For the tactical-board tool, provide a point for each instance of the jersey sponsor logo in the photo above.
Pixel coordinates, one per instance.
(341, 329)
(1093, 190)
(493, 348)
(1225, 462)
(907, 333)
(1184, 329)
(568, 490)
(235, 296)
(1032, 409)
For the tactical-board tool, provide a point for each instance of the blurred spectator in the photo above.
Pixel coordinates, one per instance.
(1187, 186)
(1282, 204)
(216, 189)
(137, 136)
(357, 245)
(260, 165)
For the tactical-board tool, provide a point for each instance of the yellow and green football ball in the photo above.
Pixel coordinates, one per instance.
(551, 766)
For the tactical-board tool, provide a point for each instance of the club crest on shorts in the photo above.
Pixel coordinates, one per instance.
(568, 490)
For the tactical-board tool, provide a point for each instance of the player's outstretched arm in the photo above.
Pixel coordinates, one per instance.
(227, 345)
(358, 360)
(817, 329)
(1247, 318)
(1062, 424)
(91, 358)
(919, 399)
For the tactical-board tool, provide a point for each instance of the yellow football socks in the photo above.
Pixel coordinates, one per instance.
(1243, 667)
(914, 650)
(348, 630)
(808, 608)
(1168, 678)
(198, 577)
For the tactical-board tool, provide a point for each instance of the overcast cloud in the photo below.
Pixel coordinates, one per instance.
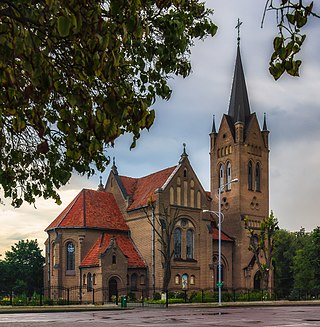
(293, 114)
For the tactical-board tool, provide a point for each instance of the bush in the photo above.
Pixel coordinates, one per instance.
(156, 296)
(132, 297)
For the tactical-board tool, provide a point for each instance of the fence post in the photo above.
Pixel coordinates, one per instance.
(167, 298)
(142, 295)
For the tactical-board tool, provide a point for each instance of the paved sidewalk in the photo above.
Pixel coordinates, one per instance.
(113, 307)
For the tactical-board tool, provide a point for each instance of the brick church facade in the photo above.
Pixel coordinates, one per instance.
(104, 239)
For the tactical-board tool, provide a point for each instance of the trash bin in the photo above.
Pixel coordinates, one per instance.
(123, 301)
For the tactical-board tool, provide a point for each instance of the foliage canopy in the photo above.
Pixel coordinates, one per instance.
(22, 268)
(76, 74)
(292, 16)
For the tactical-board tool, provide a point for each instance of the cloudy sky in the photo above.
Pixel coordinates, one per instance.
(293, 115)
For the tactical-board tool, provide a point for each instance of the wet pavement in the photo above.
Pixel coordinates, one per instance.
(290, 316)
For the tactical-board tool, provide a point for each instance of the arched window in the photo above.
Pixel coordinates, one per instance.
(134, 279)
(177, 243)
(70, 256)
(250, 176)
(257, 179)
(189, 247)
(221, 175)
(257, 281)
(222, 273)
(228, 186)
(89, 282)
(199, 199)
(184, 281)
(171, 195)
(53, 255)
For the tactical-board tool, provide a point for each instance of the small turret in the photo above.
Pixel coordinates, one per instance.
(265, 132)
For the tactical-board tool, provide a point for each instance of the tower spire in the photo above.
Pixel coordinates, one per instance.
(264, 128)
(239, 108)
(214, 131)
(238, 27)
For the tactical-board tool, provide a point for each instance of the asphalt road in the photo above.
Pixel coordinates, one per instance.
(174, 317)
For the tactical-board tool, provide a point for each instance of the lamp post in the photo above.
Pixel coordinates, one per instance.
(220, 189)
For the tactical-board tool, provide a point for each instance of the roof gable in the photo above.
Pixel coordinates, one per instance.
(139, 189)
(95, 209)
(123, 242)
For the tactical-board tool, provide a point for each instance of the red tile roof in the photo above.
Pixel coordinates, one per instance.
(140, 188)
(96, 209)
(125, 244)
(224, 237)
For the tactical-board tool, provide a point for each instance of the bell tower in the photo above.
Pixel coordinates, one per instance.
(240, 149)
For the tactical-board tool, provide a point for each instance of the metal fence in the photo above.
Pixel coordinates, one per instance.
(140, 297)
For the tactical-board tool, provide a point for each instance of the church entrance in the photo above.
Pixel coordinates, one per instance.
(257, 281)
(113, 288)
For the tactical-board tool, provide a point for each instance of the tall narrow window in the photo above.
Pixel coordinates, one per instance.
(228, 186)
(221, 175)
(177, 243)
(171, 195)
(134, 282)
(70, 256)
(250, 176)
(257, 177)
(189, 248)
(222, 273)
(89, 282)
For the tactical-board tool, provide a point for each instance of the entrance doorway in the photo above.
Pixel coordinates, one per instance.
(113, 288)
(257, 281)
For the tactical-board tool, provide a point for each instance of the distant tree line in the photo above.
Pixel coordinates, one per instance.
(296, 261)
(21, 270)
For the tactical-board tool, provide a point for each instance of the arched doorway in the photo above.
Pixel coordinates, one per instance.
(257, 281)
(113, 288)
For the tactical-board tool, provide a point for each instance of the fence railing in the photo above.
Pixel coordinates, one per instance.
(140, 297)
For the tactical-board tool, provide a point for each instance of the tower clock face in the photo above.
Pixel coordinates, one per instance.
(70, 248)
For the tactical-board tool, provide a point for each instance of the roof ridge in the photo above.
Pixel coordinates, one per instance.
(70, 207)
(156, 172)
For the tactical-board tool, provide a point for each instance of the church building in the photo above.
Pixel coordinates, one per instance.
(116, 239)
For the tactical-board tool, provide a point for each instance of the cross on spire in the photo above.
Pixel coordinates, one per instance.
(238, 27)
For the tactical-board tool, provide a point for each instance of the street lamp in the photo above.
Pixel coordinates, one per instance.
(220, 189)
....
_Given request_:
Convert the records into a JSON list of strings, one string per line with blank lines omitted, starting at the first line of the records and going on through the line containing "(1032, 409)".

_Answer to the task_:
[
  "For the tactical-board tool, provide a point for each instance of the jersey sponsor logo in the photo above.",
  "Pixel coordinates, one per instance.",
  "(341, 329)",
  "(1093, 190)",
  "(493, 348)",
  "(1225, 462)",
  "(907, 333)",
  "(1184, 329)",
  "(568, 490)",
  "(235, 296)",
  "(1032, 409)"
]